Data for processing

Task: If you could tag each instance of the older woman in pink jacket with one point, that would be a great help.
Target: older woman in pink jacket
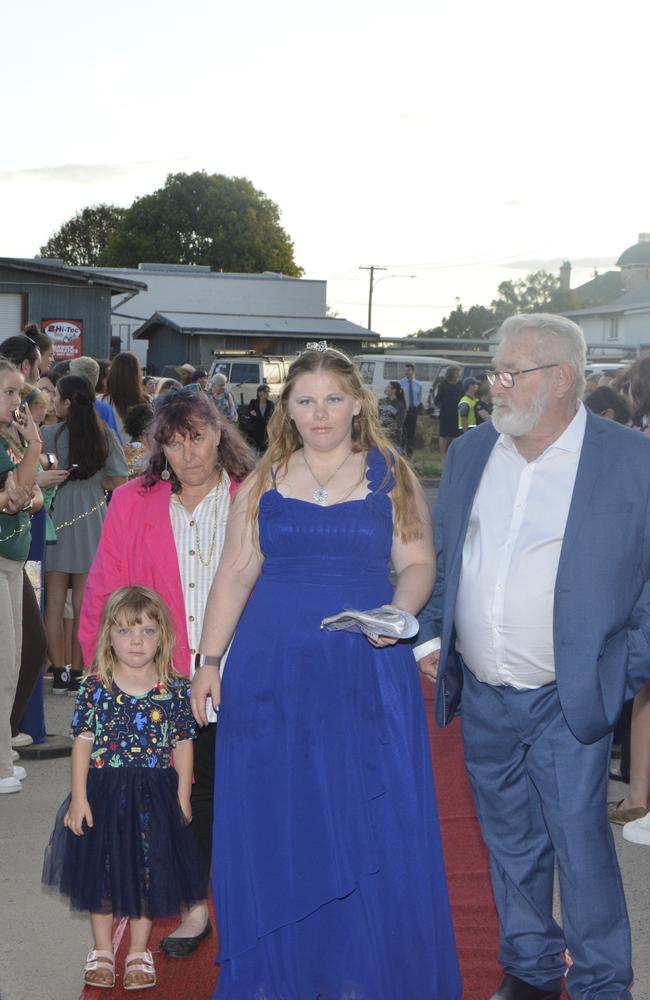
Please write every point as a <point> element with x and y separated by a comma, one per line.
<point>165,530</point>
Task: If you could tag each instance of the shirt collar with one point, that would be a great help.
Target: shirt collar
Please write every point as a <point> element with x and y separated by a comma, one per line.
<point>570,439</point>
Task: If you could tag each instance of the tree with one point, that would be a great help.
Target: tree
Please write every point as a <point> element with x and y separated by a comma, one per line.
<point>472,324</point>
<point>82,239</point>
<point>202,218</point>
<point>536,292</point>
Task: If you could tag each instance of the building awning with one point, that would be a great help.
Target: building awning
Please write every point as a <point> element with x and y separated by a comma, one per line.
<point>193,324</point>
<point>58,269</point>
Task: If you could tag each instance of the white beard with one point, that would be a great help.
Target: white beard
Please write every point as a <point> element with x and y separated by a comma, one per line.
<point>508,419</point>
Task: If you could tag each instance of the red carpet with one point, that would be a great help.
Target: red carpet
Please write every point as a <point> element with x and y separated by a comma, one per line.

Problem requirements
Reproduce each entry precisely, dropping only the pictures.

Finished exercise
Task: If you could tag each instance of the older woman in pink jacket with one point, that would be a great help.
Target: older woman in pink jacket
Please write every point as a <point> element with x and y separated by a comma, one per line.
<point>165,530</point>
Task: If you could tag each instance of the shirt collar with one point, that would be a great help.
Target: shirt collar
Please write every point as a <point> element with x and y separated by a comma, one per line.
<point>570,439</point>
Task: If you could tag each instance of the tree with one point, that would be a great help.
Target: tree
Please write every point as a <point> element with x and y separated by a comma, one per line.
<point>472,324</point>
<point>82,239</point>
<point>202,218</point>
<point>536,292</point>
Task: If you could tag each instance of the building awning with one point, that would be a great help.
Target: building awning
Please write every point as a <point> element with x and y separated by a comma, one per line.
<point>193,324</point>
<point>58,269</point>
Task: If you could tag each instance of the white beard with one point, that would be a great help.
Target: white beard
Please write every point as a <point> element with x and y separated by a comma, one per line.
<point>508,419</point>
Task: If you could tag each instance of the red carpet with one point, that would be a great help.
Target: red carpet
Please write every point as a <point> element with x and y separated by a comma, one per line.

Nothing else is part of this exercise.